Exercise aim - Please count how many lines in the listing below contain the string "shirt", matching case exactly, and reply with only that number.
── Material
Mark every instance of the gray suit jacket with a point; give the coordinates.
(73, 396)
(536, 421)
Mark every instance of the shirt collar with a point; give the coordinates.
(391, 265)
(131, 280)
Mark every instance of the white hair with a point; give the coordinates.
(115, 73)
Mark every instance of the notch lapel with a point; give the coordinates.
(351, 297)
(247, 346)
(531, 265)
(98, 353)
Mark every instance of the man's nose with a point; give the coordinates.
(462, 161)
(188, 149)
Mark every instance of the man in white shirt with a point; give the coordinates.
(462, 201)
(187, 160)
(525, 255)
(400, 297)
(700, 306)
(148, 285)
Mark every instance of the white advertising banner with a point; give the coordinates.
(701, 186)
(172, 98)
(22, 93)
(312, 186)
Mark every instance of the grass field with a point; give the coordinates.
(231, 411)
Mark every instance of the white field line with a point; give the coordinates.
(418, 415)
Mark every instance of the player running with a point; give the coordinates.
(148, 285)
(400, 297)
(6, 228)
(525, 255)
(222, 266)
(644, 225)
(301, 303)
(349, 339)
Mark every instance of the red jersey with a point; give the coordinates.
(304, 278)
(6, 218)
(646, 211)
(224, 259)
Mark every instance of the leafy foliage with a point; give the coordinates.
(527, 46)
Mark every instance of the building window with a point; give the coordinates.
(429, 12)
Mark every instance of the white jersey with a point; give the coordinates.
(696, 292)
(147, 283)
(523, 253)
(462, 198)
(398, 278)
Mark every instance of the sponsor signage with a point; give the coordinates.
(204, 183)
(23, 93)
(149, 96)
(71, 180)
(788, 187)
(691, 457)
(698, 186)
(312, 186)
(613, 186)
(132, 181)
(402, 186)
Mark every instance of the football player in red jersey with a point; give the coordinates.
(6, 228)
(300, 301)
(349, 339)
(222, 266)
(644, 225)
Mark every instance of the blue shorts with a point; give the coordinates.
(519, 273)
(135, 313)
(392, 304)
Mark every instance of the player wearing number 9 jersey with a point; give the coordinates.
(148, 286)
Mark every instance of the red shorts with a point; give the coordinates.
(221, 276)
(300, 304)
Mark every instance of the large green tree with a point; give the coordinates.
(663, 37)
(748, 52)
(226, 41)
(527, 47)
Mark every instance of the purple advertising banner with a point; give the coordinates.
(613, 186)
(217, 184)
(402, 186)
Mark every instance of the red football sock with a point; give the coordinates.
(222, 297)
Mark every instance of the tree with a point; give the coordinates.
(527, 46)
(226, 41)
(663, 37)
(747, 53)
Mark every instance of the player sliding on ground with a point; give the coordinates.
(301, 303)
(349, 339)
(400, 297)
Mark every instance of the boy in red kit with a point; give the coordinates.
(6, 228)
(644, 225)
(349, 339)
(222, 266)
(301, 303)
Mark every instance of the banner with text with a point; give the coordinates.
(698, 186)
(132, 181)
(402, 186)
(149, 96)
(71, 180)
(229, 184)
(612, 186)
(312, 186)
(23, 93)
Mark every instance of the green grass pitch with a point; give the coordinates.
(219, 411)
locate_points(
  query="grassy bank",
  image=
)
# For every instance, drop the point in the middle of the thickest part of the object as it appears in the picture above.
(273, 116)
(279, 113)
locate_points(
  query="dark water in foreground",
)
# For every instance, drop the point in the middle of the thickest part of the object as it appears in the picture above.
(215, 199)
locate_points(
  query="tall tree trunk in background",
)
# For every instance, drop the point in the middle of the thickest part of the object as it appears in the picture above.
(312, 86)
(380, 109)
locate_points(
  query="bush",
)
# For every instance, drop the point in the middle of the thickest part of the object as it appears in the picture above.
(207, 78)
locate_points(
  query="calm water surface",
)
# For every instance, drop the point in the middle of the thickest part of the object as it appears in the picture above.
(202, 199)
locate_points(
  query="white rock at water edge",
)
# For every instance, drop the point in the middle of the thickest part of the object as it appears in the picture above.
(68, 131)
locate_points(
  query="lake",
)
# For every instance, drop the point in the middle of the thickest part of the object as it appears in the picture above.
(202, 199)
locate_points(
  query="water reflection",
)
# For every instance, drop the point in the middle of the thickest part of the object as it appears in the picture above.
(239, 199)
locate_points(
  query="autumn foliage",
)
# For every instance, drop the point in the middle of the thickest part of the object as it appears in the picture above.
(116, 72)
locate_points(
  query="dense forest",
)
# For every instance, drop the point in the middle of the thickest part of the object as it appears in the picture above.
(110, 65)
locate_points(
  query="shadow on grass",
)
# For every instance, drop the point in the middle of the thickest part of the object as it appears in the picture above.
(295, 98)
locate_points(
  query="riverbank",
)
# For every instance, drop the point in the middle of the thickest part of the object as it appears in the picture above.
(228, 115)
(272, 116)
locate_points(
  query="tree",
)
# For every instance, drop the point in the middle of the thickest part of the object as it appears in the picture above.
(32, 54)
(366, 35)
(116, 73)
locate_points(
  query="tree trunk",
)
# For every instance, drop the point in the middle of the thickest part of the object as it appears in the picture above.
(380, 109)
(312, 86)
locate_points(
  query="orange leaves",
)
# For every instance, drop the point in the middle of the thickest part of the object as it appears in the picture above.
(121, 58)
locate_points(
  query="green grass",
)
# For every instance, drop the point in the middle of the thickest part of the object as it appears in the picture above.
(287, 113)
────
Output of the exercise - 2